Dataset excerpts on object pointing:
_ _ _ _ _ _ _

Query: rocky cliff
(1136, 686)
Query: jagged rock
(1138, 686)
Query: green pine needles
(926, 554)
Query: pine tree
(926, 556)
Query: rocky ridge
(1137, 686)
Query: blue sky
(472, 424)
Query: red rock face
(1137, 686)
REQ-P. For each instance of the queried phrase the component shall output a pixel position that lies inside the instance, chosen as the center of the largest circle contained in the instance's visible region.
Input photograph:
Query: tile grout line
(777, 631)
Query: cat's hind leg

_ _ _ _ _ _ _

Exercise brief =>
Please set down all the data word for word.

Finished answer =>
Query: rocky cliff
(1136, 686)
Query: jagged rock
(1138, 686)
Query: green pine needles
(926, 554)
Query: pine tree
(926, 556)
Query: rocky ridge
(1137, 686)
Query: blue sky
(472, 424)
Query: red rock face
(1137, 686)
REQ-P. For each instance of the queried phrase the component shall output a pixel position that lies inside the instance, chosen as the center of the largest circle contained in the instance's visible region.
Input photograph:
Query: tile grout line
(777, 631)
Query: cat's hind leg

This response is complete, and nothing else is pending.